DIRECTIONS: From the line with "Target: blurred wall" to the line with "Target: field horizon", retype every line exactly, including those two, and leave out the rest of the data below.

GIVEN DATA:
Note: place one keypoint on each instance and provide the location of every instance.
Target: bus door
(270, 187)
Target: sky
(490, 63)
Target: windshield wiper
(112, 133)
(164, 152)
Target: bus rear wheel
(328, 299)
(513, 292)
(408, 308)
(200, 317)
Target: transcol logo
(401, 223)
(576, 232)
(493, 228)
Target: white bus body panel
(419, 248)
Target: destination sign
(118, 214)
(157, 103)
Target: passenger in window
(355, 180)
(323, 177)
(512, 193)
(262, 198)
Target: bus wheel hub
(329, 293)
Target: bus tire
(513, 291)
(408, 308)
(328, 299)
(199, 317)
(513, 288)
...
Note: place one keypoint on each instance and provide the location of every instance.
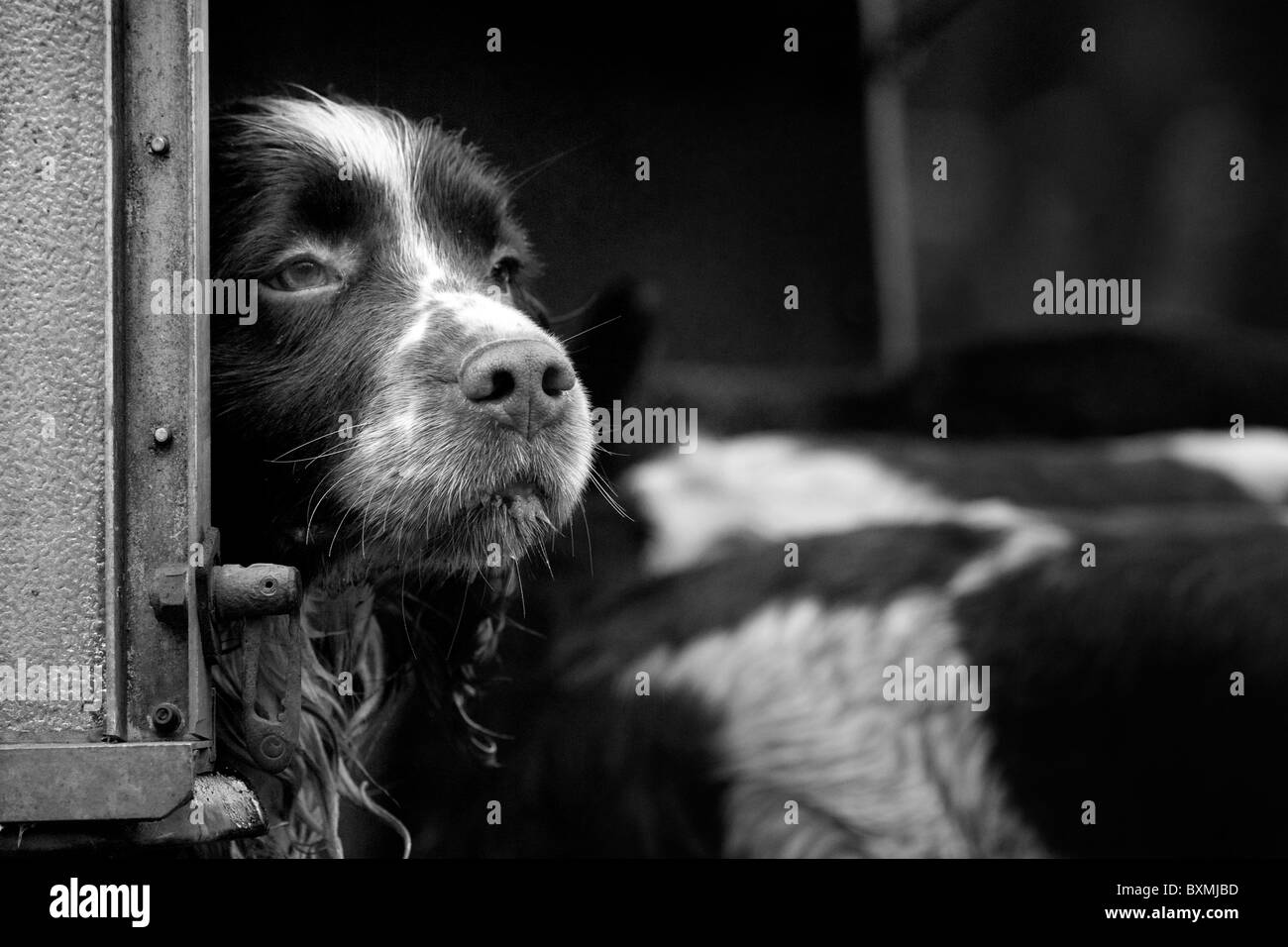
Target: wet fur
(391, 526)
* * *
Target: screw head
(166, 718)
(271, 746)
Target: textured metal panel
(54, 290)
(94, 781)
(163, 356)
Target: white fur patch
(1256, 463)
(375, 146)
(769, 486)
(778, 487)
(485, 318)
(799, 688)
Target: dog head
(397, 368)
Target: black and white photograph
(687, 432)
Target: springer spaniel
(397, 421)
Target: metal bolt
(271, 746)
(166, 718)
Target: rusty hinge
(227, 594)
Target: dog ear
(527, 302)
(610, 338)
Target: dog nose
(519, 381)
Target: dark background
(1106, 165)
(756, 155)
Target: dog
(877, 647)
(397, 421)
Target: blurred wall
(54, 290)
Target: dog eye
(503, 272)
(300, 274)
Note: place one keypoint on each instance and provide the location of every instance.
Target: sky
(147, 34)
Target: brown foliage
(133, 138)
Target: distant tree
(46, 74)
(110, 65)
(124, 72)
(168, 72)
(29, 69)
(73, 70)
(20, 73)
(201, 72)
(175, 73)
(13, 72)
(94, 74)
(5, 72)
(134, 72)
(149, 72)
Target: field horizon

ANSWER FOR THIS EXERCISE:
Target: blurred wall
(54, 290)
Target: dog eye
(503, 272)
(300, 274)
Note: place one keypoint on each instance and provide the location of every instance.
Target: sky
(147, 34)
Target: brown foliage
(133, 138)
Target: distant tree
(46, 74)
(110, 65)
(124, 72)
(168, 72)
(29, 69)
(73, 70)
(20, 73)
(201, 72)
(175, 73)
(13, 72)
(94, 74)
(5, 72)
(134, 72)
(149, 72)
Target: field horizon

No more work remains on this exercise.